Source text: Begin

When it comes to reopening Hawaii’s economy, there’s little argument Hawaii’s ability to conduct contact tracing is key.
It’s one of the four pillars – along with screening, testing and isolating – that officials have identified as a prerequisite to lifting stay-at-home orders and eventually opening Hawaii’s economy.
But now there’s a growing dispute over whether the state has enough people to do the tracing.
Bruce Anderson, the director of the Hawaii Department of Health, says the department currently has about 50 staff and 30 volunteers conducting contact tracing — enough, he said, given the relatively low number of active cases in Hawaii.
“I’m comfortable they can handle the volume of cases today,” Anderson said. “We are training and have recruited volunteers to help with surge capacity. I’m comfortable with existing staff, at least in the near term.”
The state official leading the recovery, meanwhile, said he’s going to ask Gov. David Ige to intervene and accept help that’s being offered to boost the department’s ranks.
During the weekly meeting of the House Select Committee on COVID-19 Economic and Financial Preparedness, Maj. Gen. Kenneth Hara, the official in charge of the state’s response, said he would ask the governor to order the health department to accept help from the Hawaii Emergency Management Agency, which Hara heads.
Hara wasn’t the only one pointing out that there are hundreds if not thousands of people available to get training and help, including people with health care experience.
Dr. Mark Mugiishi, the chief executive of Hawaii Medical Service Association who is on the House Select Committee, said the head of the University of Hawaii’s nursing school had offered several hundred nursing students to help.
Carl Bonham, executive director of the University of Hawaii Economic Research Organization, said there are thousands of out-of-work health care workers with at least some medical training who could be hired to help.
“We just have to take it to the Department of Health to see if they’ll accept the help,” Mugiishi said.
In a news conference following the House meeting, Ige downplayed any tensions between Hara’s agency and the health department. He said health officials were not “pushing back.”

Source text: End

In the article on contact tracing in Hawaii, set down everything from "During the weekly" down to "students to help.", word for word.

Information given: Begin

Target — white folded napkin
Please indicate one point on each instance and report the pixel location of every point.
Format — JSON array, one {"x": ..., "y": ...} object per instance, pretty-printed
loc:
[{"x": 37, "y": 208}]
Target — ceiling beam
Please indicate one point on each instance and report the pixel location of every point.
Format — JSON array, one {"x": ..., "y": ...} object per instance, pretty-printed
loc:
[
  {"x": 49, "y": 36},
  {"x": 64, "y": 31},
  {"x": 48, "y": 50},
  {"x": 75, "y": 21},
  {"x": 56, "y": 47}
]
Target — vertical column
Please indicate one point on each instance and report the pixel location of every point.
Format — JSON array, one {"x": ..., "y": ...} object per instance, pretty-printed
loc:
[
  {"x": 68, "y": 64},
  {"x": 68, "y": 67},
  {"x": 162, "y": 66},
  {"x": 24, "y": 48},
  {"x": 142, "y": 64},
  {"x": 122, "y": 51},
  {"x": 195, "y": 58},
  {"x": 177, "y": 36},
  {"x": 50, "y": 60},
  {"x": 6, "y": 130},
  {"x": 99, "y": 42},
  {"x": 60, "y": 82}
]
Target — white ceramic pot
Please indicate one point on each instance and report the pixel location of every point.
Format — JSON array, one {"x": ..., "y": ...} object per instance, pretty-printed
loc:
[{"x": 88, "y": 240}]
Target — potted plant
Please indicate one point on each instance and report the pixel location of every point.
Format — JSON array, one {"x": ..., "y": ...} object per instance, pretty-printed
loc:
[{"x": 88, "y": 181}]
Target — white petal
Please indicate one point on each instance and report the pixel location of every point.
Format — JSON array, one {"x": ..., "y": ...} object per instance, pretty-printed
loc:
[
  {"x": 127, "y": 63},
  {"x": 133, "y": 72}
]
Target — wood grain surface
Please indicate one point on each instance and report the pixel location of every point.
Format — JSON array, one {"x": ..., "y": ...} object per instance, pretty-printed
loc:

Information given: End

- _Response to the task_:
During the weekly meeting of the House Select Committee on COVID-19 Economic and Financial Preparedness, Maj. Gen. Kenneth Hara, the official in charge of the state’s response, said he would ask the governor to order the health department to accept help from the Hawaii Emergency Management Agency, which Hara heads.
Hara wasn’t the only one pointing out that there are hundreds if not thousands of people available to get training and help, including people with health care experience.
Dr. Mark Mugiishi, the chief executive of Hawaii Medical Service Association who is on the House Select Committee, said the head of the University of Hawaii’s nursing school had offered several hundred nursing students to help.